> _Set task a_:
In the essay on civilizations and ignorance, in what year did the author launch the UNESCO program on the Silk Roads?

> _Document_:
════════

Civilizations never Clash, Ignorance Does

Hattori Eiji

“Civilization and barbarism are incompatible. For barbarism means war, and civilization, peace,” said the 19th-century French writer Emile de Girardin.

If so, is the world now in a state of barbarism?

There is no sign of any termination of war in Palestine, Iraq or the Middle East, where one party has declared a “holy war,” and the other, a “war against terrorism,” each firmly believing, it seems, that they are the upholder of justice. At the opening of the 21st century, two fundamentalisms that had been going underground, manifested themselves. One is Islamic fundamentalism with Allah, the one true God, to whom people devote themselves. The other is neo-conservatism or American fundamentalism, whose adherents believe that Jesus Christ is the light fighting against darkness and that it is those with that light who can lead the world. For both of them, the other party is nothing but Satan. Neither of them, however, is aware that at the root of such dualistic theory of good and evil, is lurking the idea of Zoroastrianism that their own forerunners repudiated as heresy. There, Ahura Mazdah, God of light, and Angra Mainya, God of evil, engaged in an endless, desperate struggle.

Samuel P. Huntington’s hypothesis in his prophetic essay “The Clash of Civilizations?” published in 1993 seems to have turned into reality when we look at Palestine, Afghanistan, Chechnya, and Iraq. In fact this essay and his book published in 1996 have a defect of categorizing civilizations not in ethnic but in religious terms, discussing all the religions on the model of monotheism like Judaism, Christianity, and Islam. What he said, however, was noised abroad by the media, and took root in many leaders’ minds as an inevitable reality.

Now I’d like to make the following assertion: “Civilizations do not clash. It is ignorance that clashes.”

It is “ignorance of civilizations.” Regrettably such ignorance is now conspicuous among those in power, who are leading the world.

If we look at human history, we can see that “civilizations have consistently encountered one another, and have grown and developed through those encounters.”
That is what “dialogue between civilizations” means. Dialogue, in fact, indicates cross-fertilization, not negotiation.

It was in 1985 that I launched the UNESCO program “Integral Study of Silk Roads, Roads of Dialogue” which begins with following words: “The Silk roads, over land or sea, were above all, the routes of dialogue between civilizations.” In 1998, President Hatami of Iran proposed that the UN make 2001 “the International Year for Dialogue among civilizations.”

Now I’d like to cite three remarkable examples of such encounters between civilizations.

First, the Silk Road. This main artery of trade and interaction between civilizations, crossing Eurasia by land and connecting the 2nd century BC. It continued for 1,500 years, producing innumerable dialogues among civilizations, which laid the foundations of humankind’s current civilization. Japan is at the eastern extremity. What deserves special mention is that Mahayana (greater vehicle) Buddhism arose in the 1st century A.D. in Gandhara, now the northern part of Pakistan. Here Buddhism, which had only been a local religion, interacted with Hellenism, and Buddha images were created. Without this encounter, King Seimei of Kudara (Pechei in Korean), in the southern part of the Korean Peninsula, would not have presented the Japanese Emperor with a golden Buddha image in the 6th century, and Buddhism would not have been introduced to the Yamato Dynasty.

════════

> _Stored rows_:
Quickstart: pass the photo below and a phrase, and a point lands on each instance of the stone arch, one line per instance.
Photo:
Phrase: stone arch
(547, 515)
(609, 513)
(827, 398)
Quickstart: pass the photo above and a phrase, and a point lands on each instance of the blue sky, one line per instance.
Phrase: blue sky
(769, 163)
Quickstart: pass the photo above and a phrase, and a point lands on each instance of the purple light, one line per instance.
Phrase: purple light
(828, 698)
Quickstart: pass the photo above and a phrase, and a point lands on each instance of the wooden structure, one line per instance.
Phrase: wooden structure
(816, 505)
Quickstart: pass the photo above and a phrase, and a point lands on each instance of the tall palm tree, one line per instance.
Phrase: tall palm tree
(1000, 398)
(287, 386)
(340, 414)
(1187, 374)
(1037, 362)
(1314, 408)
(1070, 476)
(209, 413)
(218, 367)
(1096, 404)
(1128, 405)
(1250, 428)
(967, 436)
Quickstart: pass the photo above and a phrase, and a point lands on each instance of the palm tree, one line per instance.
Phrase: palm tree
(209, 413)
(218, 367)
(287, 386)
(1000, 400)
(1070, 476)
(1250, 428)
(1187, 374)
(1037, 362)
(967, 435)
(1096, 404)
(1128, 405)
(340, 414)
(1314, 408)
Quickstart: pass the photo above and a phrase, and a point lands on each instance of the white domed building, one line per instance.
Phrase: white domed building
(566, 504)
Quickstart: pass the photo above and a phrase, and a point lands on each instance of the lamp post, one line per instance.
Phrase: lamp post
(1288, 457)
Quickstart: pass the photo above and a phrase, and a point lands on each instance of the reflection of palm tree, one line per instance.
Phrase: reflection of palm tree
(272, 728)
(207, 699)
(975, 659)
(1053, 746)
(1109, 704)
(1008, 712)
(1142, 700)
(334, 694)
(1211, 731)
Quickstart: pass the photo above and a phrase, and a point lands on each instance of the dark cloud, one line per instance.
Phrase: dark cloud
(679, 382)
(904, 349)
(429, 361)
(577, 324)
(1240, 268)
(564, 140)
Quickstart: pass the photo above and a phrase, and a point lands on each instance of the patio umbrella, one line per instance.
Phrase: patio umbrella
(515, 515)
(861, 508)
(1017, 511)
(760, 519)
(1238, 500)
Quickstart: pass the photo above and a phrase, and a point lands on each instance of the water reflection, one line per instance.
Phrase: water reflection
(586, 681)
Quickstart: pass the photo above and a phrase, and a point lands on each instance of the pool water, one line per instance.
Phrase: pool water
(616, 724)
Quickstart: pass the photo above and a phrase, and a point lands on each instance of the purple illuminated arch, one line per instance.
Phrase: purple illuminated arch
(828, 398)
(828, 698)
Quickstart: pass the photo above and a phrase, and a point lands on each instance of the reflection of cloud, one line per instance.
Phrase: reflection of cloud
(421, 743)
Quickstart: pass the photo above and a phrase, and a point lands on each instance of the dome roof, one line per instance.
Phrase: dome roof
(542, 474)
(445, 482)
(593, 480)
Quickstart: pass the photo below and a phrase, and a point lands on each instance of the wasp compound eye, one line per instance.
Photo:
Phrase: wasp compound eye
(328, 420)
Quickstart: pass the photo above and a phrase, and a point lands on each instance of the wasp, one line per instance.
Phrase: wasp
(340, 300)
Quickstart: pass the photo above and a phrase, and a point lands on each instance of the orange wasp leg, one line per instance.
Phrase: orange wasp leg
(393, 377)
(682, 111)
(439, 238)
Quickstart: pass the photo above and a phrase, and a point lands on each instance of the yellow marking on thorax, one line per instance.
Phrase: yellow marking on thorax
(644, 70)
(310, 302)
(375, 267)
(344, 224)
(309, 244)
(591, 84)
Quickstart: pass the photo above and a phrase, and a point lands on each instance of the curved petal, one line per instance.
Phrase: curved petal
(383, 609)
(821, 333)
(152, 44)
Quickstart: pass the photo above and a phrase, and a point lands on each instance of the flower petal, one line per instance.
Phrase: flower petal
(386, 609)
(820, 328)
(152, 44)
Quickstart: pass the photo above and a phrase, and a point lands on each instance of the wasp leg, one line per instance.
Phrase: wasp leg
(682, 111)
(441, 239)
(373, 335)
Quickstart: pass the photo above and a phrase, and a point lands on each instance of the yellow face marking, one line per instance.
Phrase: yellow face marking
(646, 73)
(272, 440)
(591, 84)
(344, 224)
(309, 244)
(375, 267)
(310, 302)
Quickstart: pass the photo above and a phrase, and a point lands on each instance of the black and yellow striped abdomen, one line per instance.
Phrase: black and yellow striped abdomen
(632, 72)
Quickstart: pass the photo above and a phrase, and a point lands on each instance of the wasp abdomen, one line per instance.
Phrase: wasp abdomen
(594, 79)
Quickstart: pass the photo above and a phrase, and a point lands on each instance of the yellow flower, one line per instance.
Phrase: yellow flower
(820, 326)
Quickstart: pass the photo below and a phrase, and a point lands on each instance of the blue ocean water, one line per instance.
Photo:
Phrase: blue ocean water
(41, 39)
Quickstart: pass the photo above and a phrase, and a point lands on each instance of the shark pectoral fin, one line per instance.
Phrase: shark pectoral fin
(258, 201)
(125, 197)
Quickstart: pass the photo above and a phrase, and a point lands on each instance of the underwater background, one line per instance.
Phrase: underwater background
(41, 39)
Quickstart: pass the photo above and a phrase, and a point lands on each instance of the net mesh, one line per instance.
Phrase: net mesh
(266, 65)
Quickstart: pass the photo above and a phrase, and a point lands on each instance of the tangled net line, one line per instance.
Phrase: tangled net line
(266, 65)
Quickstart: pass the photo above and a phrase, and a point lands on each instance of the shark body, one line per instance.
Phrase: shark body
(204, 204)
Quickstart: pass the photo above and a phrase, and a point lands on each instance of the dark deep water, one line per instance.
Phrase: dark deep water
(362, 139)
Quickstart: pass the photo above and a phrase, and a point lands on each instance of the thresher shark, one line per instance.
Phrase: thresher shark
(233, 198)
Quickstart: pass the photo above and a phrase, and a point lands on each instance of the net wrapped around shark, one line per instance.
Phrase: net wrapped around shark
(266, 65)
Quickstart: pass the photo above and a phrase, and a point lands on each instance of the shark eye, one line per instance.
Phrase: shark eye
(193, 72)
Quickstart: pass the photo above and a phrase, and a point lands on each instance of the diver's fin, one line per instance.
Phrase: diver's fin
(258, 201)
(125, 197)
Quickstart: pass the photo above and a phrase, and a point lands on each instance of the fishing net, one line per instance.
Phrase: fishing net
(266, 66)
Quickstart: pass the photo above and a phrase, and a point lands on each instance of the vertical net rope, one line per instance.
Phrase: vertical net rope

════════

> _Set task b_:
Rewrite the records from the line with "body, one line per instance." through the end of the records, swapping "Quickstart" for "Tip" and keeping everything else the same.

> _Output a_:
1985

> _Output b_:
Tip: pass the photo above and a phrase, and a point lands on each instance of the shark body, one line per instance.
Phrase: shark body
(204, 204)
Tip: pass the photo above and a phrase, and a point lands on each instance of the dark deep water, one line per instance.
Phrase: dark deep water
(362, 139)
Tip: pass the photo above and a phrase, and a point lands on each instance of the thresher shark, one line per instance.
Phrase: thresher shark
(233, 198)
Tip: pass the photo above and a phrase, and a point lands on each instance of the net wrapped around shark, one line per instance.
Phrase: net wrapped around shark
(266, 65)
Tip: pass the photo above and a phrase, and a point lands on each instance of the shark eye, one line per instance.
Phrase: shark eye
(193, 72)
Tip: pass the photo above and a phrase, and a point lands on each instance of the diver's fin, one line per instance.
Phrase: diver's fin
(258, 201)
(125, 197)
Tip: pass the photo above and a phrase, and a point lands on each instance of the fishing net, one line per instance.
Phrase: fishing net
(266, 66)
Tip: pass the photo above and a phrase, and a point lands on each instance of the vertical net rope, one line per instance.
Phrase: vertical net rope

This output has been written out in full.